#### DATA EXCERPTS:
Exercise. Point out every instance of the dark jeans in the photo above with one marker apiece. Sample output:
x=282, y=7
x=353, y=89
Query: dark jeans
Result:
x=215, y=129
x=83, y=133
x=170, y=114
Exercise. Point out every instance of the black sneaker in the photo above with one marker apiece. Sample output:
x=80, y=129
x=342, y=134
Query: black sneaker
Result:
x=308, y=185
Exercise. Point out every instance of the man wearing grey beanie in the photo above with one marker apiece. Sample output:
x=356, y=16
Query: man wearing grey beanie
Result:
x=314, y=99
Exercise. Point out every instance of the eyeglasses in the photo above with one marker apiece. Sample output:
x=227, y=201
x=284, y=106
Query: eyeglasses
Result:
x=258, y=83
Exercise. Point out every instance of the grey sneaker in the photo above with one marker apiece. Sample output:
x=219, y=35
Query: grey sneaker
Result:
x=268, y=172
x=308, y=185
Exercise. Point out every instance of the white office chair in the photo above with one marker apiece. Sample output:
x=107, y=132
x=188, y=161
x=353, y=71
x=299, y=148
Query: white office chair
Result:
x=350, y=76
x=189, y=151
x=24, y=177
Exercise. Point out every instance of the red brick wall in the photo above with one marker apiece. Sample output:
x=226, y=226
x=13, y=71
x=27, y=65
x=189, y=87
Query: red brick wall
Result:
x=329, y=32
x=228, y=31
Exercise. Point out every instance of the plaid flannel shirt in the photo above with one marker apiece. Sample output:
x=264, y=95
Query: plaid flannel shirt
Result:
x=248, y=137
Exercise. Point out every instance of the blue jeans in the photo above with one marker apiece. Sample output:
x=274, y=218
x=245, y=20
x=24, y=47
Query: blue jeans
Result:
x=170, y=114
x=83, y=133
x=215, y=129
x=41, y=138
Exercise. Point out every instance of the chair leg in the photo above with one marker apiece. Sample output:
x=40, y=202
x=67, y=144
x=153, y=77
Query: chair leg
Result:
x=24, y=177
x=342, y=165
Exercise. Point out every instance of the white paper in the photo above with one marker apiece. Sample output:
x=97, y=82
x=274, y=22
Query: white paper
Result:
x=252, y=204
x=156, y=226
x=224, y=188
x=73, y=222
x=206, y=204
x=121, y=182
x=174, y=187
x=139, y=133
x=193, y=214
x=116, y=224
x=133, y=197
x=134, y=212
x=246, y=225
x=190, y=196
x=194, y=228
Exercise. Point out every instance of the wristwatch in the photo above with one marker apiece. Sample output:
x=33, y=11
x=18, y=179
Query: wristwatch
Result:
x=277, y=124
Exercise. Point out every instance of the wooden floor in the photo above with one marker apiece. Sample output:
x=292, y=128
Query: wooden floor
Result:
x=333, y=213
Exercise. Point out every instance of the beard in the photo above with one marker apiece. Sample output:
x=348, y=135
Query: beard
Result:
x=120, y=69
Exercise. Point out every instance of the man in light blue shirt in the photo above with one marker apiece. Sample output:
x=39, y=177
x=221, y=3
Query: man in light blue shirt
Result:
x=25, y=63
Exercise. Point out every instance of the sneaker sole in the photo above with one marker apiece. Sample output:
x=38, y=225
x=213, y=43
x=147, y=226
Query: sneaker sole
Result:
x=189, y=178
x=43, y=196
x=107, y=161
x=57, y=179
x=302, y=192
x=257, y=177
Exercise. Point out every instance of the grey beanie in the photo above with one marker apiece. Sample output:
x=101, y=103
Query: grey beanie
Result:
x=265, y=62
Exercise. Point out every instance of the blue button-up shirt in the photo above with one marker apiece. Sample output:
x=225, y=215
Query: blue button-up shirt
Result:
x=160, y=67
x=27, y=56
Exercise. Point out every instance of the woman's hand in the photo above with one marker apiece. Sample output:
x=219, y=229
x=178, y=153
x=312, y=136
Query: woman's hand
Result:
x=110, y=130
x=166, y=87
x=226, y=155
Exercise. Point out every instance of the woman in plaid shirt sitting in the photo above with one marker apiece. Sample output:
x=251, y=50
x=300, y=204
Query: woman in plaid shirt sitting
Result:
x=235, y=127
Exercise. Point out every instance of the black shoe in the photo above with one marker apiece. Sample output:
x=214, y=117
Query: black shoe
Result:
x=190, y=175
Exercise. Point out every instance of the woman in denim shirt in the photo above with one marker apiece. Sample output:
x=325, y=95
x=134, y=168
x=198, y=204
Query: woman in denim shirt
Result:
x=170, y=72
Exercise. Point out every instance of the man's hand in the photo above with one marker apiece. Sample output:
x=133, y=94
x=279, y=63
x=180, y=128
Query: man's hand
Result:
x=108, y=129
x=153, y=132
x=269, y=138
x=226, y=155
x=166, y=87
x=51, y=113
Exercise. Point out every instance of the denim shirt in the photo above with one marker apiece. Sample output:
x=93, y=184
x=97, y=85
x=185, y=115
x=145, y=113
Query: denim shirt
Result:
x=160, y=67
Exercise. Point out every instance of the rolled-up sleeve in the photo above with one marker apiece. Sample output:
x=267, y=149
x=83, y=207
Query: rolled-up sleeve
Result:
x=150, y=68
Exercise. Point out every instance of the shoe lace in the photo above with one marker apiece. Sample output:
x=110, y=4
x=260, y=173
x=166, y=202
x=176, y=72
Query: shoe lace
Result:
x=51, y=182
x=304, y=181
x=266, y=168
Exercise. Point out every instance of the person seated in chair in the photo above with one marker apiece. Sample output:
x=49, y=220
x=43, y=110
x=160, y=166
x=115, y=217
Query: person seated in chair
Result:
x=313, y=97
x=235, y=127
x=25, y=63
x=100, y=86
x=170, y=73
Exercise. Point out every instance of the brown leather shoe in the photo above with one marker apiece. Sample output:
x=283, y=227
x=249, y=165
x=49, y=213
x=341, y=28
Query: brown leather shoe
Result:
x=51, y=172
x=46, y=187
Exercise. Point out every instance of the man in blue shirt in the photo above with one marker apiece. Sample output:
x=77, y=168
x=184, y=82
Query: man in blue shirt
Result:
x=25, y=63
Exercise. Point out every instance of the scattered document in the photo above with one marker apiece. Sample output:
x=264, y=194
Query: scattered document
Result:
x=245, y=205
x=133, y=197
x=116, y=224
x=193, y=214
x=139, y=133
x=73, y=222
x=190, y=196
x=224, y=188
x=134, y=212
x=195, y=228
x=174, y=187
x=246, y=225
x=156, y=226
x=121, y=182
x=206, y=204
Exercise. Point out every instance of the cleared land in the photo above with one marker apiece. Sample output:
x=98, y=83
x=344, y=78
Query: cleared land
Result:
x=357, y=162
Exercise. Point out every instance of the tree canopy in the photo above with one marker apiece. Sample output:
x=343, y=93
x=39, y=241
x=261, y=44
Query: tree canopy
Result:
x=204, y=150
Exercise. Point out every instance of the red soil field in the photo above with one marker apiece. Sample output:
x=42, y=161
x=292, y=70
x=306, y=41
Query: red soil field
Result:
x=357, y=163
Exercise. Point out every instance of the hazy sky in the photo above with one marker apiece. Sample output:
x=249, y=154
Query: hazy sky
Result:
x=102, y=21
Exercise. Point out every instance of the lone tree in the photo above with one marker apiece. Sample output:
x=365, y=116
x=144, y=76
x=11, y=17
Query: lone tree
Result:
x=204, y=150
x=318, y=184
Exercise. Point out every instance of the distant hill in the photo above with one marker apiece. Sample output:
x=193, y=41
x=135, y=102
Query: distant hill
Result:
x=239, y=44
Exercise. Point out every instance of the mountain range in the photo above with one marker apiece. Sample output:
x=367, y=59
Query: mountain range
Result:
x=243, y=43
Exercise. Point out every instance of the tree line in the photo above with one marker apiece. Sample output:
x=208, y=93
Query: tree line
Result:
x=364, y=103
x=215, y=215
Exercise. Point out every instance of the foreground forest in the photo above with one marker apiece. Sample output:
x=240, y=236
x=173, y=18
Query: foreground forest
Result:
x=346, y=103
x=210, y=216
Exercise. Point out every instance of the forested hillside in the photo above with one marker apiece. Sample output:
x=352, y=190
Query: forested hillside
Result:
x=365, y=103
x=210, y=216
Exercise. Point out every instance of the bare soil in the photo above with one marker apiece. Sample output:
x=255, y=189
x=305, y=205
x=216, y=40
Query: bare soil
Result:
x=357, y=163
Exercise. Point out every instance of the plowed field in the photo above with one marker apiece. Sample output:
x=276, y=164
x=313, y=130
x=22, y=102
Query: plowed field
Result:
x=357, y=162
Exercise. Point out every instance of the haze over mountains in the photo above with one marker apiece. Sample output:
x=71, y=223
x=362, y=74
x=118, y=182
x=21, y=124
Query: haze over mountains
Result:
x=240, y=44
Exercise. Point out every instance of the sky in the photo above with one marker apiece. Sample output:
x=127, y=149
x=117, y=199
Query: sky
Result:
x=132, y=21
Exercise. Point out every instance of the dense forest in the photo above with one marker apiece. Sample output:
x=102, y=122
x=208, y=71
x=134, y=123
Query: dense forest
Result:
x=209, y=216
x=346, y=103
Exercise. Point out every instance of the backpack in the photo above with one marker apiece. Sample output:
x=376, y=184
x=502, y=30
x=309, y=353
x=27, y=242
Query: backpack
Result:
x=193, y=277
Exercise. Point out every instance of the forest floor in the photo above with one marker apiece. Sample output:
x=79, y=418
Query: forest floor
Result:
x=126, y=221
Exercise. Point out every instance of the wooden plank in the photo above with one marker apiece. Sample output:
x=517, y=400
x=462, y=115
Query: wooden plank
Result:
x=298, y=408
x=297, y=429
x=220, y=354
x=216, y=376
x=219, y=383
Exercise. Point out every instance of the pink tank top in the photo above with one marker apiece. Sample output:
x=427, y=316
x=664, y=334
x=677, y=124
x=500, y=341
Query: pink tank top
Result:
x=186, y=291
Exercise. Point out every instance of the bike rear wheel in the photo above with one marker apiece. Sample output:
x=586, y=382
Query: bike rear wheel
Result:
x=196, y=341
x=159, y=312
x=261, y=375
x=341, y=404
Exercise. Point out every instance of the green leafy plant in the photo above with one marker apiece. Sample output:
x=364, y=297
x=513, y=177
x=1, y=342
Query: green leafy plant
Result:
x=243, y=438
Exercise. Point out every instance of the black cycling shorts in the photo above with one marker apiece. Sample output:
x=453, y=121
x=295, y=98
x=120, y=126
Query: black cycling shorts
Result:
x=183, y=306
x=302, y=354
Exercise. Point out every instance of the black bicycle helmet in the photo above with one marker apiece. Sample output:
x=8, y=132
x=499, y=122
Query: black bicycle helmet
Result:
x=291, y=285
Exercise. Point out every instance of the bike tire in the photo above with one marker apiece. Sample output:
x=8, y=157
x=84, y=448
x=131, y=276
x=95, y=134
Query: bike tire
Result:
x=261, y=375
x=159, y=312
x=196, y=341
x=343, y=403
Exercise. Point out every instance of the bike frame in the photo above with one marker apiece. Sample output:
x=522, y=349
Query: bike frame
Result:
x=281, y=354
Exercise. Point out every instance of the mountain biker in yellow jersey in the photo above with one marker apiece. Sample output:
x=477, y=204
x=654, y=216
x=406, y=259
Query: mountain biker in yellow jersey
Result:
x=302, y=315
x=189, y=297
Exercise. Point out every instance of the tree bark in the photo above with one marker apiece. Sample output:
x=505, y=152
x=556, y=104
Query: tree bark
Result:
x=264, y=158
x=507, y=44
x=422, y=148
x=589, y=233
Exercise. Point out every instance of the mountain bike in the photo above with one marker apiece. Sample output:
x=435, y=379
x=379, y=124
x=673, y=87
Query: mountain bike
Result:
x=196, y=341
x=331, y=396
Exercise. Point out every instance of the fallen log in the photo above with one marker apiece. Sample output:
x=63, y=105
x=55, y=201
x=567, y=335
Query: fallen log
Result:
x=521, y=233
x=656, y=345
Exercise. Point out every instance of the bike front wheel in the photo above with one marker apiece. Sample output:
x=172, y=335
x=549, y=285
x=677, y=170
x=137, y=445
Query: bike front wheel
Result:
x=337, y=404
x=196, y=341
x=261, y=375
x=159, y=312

#### WORK TO COMPLETE:
Reproduce the lines of the records above word for word, from the line with "Exercise. Point out every instance of the sky" through the line with "x=186, y=291", including both of those lines.

#### THE REPLY:
Exercise. Point out every instance of the sky in the photo above with one marker apiece. Sample output:
x=127, y=149
x=117, y=199
Query: sky
Result:
x=132, y=21
Exercise. Point out every instance of the dense forest in the photo above with one marker apiece. Sample output:
x=102, y=122
x=208, y=71
x=134, y=123
Query: dense forest
Result:
x=209, y=216
x=346, y=103
Exercise. Point out every instance of the backpack in the photo above with one marker apiece. Sample output:
x=376, y=184
x=502, y=30
x=309, y=353
x=27, y=242
Query: backpack
Result:
x=193, y=277
Exercise. Point out every instance of the forest floor in the photo above with one marker apiece. Sample output:
x=79, y=418
Query: forest floor
Result:
x=126, y=221
Exercise. Point out every instance of the wooden plank in the photo above with one marker apiece. Sample output:
x=517, y=400
x=462, y=115
Query: wooden plank
Result:
x=298, y=408
x=297, y=429
x=220, y=354
x=216, y=376
x=219, y=383
Exercise. Point out every instance of the pink tank top in the photo above with one marker apiece. Sample output:
x=427, y=316
x=664, y=334
x=677, y=124
x=500, y=341
Query: pink tank top
Result:
x=186, y=291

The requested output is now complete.